WORK TO COMPLETE: Write out every one of the records below word for word, leaving out the pictures.
=== GIVEN INFORMATION ===
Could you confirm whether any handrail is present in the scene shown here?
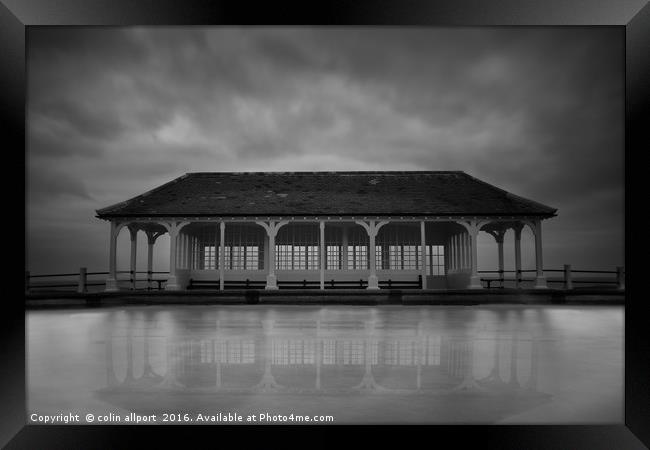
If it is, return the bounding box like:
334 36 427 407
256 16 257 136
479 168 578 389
25 264 626 293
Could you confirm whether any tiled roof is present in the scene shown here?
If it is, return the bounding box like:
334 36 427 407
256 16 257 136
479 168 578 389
97 172 557 218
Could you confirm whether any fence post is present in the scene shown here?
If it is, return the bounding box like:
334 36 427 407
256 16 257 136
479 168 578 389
564 264 573 289
77 267 87 293
616 266 625 290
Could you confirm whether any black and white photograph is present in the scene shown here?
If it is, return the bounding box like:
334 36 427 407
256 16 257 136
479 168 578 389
20 20 626 432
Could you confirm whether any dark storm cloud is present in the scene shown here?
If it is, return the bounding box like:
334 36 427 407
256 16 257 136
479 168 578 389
28 27 623 274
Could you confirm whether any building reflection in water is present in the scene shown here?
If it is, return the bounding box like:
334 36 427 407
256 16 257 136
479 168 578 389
98 310 550 409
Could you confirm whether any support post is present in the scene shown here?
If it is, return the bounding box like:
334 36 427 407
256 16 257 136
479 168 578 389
535 220 548 289
129 227 138 291
218 221 226 291
420 220 427 289
341 225 348 270
147 232 155 290
513 224 523 288
256 220 289 290
467 222 483 289
564 264 573 289
616 266 625 290
105 220 120 292
77 267 87 293
488 230 505 287
319 220 325 290
165 222 182 291
356 220 388 290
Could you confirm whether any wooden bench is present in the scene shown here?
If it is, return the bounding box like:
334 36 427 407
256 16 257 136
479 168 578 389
278 280 320 289
481 278 535 289
187 278 266 290
325 279 368 289
186 275 422 290
379 275 422 289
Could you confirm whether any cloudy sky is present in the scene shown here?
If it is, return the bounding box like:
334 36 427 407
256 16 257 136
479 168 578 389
27 27 624 273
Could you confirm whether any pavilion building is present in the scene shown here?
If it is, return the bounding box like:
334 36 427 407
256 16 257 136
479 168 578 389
97 171 557 291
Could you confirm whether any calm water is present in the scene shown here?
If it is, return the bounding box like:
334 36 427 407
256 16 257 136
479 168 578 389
26 305 624 424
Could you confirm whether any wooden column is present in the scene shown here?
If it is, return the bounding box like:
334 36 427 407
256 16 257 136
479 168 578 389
217 221 226 291
319 220 326 290
420 220 427 289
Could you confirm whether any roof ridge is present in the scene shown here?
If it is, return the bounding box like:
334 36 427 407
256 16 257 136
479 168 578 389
186 170 464 175
462 172 557 214
95 172 189 214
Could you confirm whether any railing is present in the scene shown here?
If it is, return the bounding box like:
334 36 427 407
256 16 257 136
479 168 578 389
25 267 169 293
478 264 625 290
25 264 625 293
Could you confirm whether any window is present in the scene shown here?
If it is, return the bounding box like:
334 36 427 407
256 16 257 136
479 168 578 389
376 223 422 270
275 224 320 270
348 226 369 270
271 339 316 366
426 245 445 275
325 226 343 270
203 245 217 270
223 224 266 270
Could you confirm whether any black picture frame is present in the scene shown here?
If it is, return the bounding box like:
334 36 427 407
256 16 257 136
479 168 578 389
0 0 650 449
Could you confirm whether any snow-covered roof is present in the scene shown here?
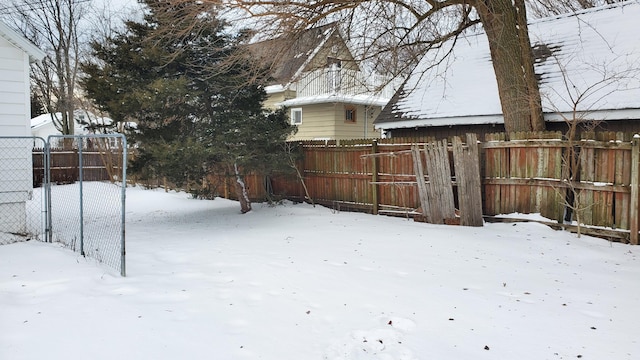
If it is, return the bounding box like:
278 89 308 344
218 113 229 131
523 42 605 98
375 1 640 129
31 110 113 131
249 23 337 89
277 93 389 107
0 21 46 62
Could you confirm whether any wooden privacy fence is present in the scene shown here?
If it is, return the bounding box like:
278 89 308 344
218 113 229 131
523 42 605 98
269 132 639 244
33 148 122 187
127 132 640 244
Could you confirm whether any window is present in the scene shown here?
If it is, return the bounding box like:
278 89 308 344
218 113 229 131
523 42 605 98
291 108 302 125
344 106 357 123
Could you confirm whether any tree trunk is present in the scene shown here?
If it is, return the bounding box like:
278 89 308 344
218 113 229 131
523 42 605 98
476 0 545 133
233 164 251 214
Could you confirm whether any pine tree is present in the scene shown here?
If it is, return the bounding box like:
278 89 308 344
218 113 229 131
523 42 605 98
82 1 294 212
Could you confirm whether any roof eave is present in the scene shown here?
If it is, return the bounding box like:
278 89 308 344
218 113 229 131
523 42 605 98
0 21 46 63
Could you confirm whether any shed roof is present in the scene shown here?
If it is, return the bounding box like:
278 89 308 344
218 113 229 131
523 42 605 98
375 1 640 129
0 21 46 62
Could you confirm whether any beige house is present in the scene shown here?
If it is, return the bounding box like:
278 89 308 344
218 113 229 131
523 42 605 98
254 24 397 140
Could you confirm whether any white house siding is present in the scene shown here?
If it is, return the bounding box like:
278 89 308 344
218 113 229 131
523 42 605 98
0 33 33 233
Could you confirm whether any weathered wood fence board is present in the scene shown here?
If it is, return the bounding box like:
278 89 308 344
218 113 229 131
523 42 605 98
115 132 640 243
453 134 483 226
33 148 122 186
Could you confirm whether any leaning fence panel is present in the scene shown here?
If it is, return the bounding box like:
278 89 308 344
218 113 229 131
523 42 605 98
49 135 126 276
0 137 46 245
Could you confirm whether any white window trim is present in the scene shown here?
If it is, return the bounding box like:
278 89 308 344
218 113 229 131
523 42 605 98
291 108 302 125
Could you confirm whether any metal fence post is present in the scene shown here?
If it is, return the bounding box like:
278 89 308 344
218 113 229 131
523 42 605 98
120 135 127 276
78 138 85 256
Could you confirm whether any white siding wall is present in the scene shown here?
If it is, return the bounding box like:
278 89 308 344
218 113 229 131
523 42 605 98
0 37 33 232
===
WRITTEN RESPONSE:
Could you confirm whether any handrail is present in the scene shown here?
If it is, return the bounding box like:
334 36 427 407
256 16 257 136
479 168 578 389
25 264 626 293
Could you confirm whether any tiled roof is present in the scene shown here?
If it is, return the bounding box like:
334 36 427 407
256 16 257 136
479 168 578 389
97 172 557 218
Could you confirm whether any fence post is present in the scene shown here?
If it is, return the bounding box like:
334 36 427 407
256 16 257 136
479 168 578 389
564 264 573 289
77 267 87 293
616 266 625 290
Could you confirm whether any black and white photograph is present in the scene shown here?
If it is, return the bounding box like:
334 36 427 407
256 16 257 136
479 168 578 389
20 20 626 432
Could you confirm whether any dark storm cloud is present in the scene shown here?
If it is, return the bounding box like:
334 36 427 407
256 16 257 136
479 168 578 389
28 27 623 274
Could you confirm whether any building reflection in water is present in the scene shown here?
If it is, return the bounding box like:
334 36 427 407
256 16 257 136
479 168 578 389
98 310 550 409
Could you confirm whether any support post is present in the scene shown here?
If it is, return the bounding box like:
334 36 427 407
256 16 257 136
479 168 578 389
535 220 548 289
129 227 138 291
218 221 226 291
420 220 427 289
341 225 348 270
147 232 155 290
513 224 523 288
256 220 289 290
467 222 483 289
564 264 573 289
616 266 625 290
105 220 120 292
77 267 87 293
488 230 505 287
319 220 325 290
165 222 182 291
356 220 388 290
Could you confirm whether any wooden bench is present in the scene shown here?
If it is, return the bounding box like:
334 36 427 407
256 16 257 136
479 168 578 389
278 280 320 289
481 278 535 289
187 278 266 290
325 279 368 289
186 275 422 290
379 275 422 289
Could you confirm whether any cloudy sky is present in the scene shown here?
If it is, return the bounding box like:
334 36 427 407
256 16 257 136
479 168 578 389
27 27 624 273
Could you confirm whether any pavilion building is present in the scene shown here?
If it is, return the bounding box like:
334 36 427 407
256 16 257 136
479 168 578 389
97 171 557 291
Could you confirm whether any calm water is present in the scene shown here?
If it is, return the bounding box like:
334 36 427 407
256 16 257 136
479 168 578 389
26 305 624 424
Could you confirm whether any wooden column is present in the scene shown here?
If it is, return the bounding box like:
334 36 427 407
256 16 257 136
479 168 578 389
217 221 226 291
319 220 326 290
420 220 427 289
Could you confirm whether any roof ridge is present in the scene shown here?
If it is, return the bounding box like:
334 36 427 407
256 16 257 136
479 168 578 389
186 170 464 175
462 172 557 214
95 172 189 214
Could you confirm whether any railing is present in the scene shown here?
If it is, return the bounding box like:
334 36 427 407
256 16 257 136
479 168 578 389
25 267 169 293
478 264 625 290
25 264 625 293
Could you confirm whether any window is present in the scene shown here?
If it is, return the bounding box like:
334 36 427 407
256 16 257 136
479 168 578 389
376 223 422 270
275 224 320 270
348 226 369 270
271 339 316 366
426 245 445 275
325 226 343 270
203 245 217 270
223 224 266 270
Could you confirm whether any black picture frame is present in the scene shown here?
If it is, return the bounding box like:
334 36 427 407
256 16 257 136
479 168 578 389
0 0 650 449
Could you confirm whether any snow-covered roof is present in the scene shown here?
If it is, return the bounding box like:
278 89 308 344
218 113 229 131
523 42 605 98
375 1 640 129
31 110 113 131
249 23 337 89
277 93 389 107
0 21 46 62
Could you confirm whether any wooden privacy fence is present in the scene shown here?
If it is, return the bounding box like:
278 89 308 344
218 113 229 131
523 42 605 98
269 132 639 244
33 148 122 187
127 132 640 244
Could you confirm whether any window is present in the scene shown here?
If it is, return the bounding box like:
278 89 308 344
218 113 229 131
523 42 605 98
291 108 302 125
344 106 357 123
Could you confirm whether any tree trunk is present in the scene shown here?
If it is, return the bounding box like:
278 89 308 344
218 113 229 131
523 42 605 98
476 0 545 133
233 164 251 214
Could you confirm whether any pine tree is present in the scene shown here?
If it is, return the bounding box like:
278 89 308 344
218 113 229 131
523 42 605 98
82 1 294 212
Could you confirm whether any roof eave is present in the scene shown here?
If it is, return the bounding box like:
278 89 308 344
218 113 229 131
523 42 605 98
0 21 46 63
Could you confirm whether any shed roof is present in the scene shown here?
If it is, return the bounding box like:
278 89 308 344
218 113 229 131
523 42 605 98
375 1 640 129
0 21 46 62
Could you confirm whether any beige house is present in the scene shown here?
If it is, return the bounding box like:
278 89 308 344
218 113 229 131
523 42 605 98
254 24 397 140
Could you confirm whether any white house siding is present in the scene shown here?
If it is, return the bounding box like:
278 89 308 344
218 113 229 131
523 42 605 98
0 33 33 233
Could you confirm whether any weathered wood fence board is present in the scene shown here?
If it is, return the bounding box like:
278 89 308 344
218 113 229 131
523 42 605 98
115 132 640 243
453 134 483 226
33 148 122 186
Could you confirm whether any leaning fence panel is present in the scene shown here?
If it is, return the bounding box like:
278 89 308 344
218 113 229 131
523 42 605 98
49 135 126 276
0 137 46 245
Could you confirm whether any white window trim is present in the scene shown here?
If it is, return the bounding box like:
278 89 308 344
218 113 229 131
523 42 605 98
291 108 302 125
Could you confirm whether any metal fence post is present in the scene shown here?
If it is, return the bounding box like:
278 89 308 344
218 113 229 131
523 42 605 98
120 135 127 276
78 138 85 256
Could you confirm whether any white siding wall is present in the scene shown here?
If it is, return the bounding box like:
278 89 308 344
218 113 229 131
523 42 605 98
0 37 33 232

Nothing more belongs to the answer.